**GIVEN EXERCISE A**
List each word in the title of the blog post below.

**GIVEN PASSAGE**
Dienstag, Oktober 11, 2016

OTN Appreciation Day: Instrumentation

And now to something completely different: an entry in english. Some days ago Tim Hall suggested the introduction of an "OTN Appreciation Day" (did I miss some important letters?):
So taking that as the basis, and considering OTN is all about community, I figured it would be fun if we got as many people as possible to write a small blog post about their favourite Oracle feature and we all post them on the same day.
Today my feedly reader is flooded with articles of the naming pattern 'OTN Appreciation Day%' and so I came to the conclusion that adding some lines here should not hurt.

**LISTING**
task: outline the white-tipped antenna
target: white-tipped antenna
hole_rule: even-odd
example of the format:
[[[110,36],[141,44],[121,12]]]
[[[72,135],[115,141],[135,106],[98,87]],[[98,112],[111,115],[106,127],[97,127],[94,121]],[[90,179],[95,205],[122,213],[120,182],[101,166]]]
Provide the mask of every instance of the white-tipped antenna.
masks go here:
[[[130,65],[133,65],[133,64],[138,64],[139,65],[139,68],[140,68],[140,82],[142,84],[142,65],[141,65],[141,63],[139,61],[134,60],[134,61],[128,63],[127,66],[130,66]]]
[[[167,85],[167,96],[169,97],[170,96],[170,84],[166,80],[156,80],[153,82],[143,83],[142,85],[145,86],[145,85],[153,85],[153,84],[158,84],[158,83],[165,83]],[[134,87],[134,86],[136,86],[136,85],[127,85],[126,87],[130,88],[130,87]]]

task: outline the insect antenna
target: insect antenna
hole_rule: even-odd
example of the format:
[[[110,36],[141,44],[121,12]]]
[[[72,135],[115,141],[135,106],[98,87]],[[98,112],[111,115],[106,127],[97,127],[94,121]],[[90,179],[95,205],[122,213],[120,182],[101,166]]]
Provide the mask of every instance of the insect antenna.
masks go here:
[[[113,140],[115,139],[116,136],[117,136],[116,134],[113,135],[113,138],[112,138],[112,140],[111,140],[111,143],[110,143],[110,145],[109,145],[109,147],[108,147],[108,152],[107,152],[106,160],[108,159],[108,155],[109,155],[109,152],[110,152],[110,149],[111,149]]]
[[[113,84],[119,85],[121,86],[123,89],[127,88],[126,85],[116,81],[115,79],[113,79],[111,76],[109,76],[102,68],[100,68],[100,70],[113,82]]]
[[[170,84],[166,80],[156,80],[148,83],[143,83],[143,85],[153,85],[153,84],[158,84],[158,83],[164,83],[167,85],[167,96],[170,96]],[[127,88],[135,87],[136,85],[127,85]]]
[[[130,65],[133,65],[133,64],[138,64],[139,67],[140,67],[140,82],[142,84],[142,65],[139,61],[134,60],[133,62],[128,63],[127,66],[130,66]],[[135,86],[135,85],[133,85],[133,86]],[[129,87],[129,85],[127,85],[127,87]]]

**GIVEN EXERCISE B**
Count the lines in the records above that contain the string "white". Give only the number.

**CORRECT RESPONSE A**
OTN, Appreciation, Day, Instrumentation

**CORRECT RESPONSE B**
3